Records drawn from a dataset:
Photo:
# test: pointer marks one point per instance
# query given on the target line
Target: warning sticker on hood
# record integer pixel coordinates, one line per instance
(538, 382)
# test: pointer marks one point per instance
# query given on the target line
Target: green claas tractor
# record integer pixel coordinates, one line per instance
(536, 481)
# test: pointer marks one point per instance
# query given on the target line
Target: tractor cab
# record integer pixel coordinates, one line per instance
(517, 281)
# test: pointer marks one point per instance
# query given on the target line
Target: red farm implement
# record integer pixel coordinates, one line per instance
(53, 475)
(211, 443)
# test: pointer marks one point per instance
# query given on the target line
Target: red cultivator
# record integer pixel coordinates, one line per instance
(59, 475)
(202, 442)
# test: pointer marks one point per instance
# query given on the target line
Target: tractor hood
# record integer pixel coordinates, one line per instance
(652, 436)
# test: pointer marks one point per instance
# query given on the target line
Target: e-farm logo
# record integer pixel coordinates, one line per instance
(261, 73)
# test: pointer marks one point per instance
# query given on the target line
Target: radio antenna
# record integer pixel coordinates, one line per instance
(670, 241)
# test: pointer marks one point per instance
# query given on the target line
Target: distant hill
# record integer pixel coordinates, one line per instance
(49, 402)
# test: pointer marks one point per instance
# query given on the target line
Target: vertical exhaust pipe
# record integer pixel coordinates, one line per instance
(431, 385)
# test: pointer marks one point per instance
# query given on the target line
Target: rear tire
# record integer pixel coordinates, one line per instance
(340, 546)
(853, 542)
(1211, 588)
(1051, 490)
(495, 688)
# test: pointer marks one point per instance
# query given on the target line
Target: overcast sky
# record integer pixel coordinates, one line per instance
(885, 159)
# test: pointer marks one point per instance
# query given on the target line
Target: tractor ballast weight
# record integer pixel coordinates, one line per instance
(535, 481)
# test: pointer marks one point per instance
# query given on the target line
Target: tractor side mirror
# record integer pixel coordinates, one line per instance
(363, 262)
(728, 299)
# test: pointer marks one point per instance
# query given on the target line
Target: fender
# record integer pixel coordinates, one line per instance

Exercise prompt
Please give the data again in full, exactly as written.

The answer
Photo:
# test: pointer marks one point per instance
# query given on the target line
Target: warning sticker on hood
# record integer pixel coordinates, one line per instance
(538, 382)
# test: pointer marks one point per instance
# query given on the target line
Target: green claas tractor
# record integer pixel coordinates, one line per instance
(536, 481)
# test: pointer marks one point per instance
# query given on the target line
Target: tractor cab
# record integer pixel coordinates, one line per instance
(517, 281)
# test: pointer marks one point per instance
# query given on the target line
Target: red farm implement
# record integer pixel coordinates, one line per instance
(53, 475)
(211, 443)
# test: pointer marks one point per instance
# query given on the target line
Target: red cultivator
# record integer pixel coordinates, one line per instance
(59, 475)
(202, 442)
# test: pointer marks one point per instance
# query given on the target line
Target: tractor hood
# record integer pixel coordinates, one line per instance
(652, 436)
# test: pointer marks one point per instance
# query given on the target line
Target: e-farm logo
# record integer pixel coordinates, one line per instance
(261, 73)
# test: pointer marks one point per instance
# query given on the target line
Target: radio antenna
# record integer pixel coordinates, one line per instance
(670, 241)
# test: pointer marks one point per instance
# query given on the target line
Target: distant hill
# record integer pixel coordinates, one line per instance
(49, 402)
# test: pointer marks one point per instance
# query given on the target line
Target: vertical exhaust pipe
# record integer pixel coordinates, one line per instance
(431, 385)
# test: pointer marks one point per instance
# query given on the target line
Target: rear tire
# record integer pixel coordinates, one line per instance
(340, 546)
(853, 542)
(1211, 588)
(1051, 490)
(495, 688)
# test: pointer marks one point per instance
# query given on the target line
Target: overcast sky
# record integer pixel coordinates, one line per instance
(885, 159)
# test: pointer marks one point per instance
# query given on the target line
Target: tractor ballast weight
# record integer pixel coordinates, one line per instance
(535, 481)
# test: pointer marks one point per instance
# query given on the target line
Target: tractor side mirror
# record integer pixel coordinates, one line per instance
(363, 262)
(728, 299)
# test: pointer marks one point per instance
# query given on the target line
Target: fender
# record integer pixel coordinates, one line per instance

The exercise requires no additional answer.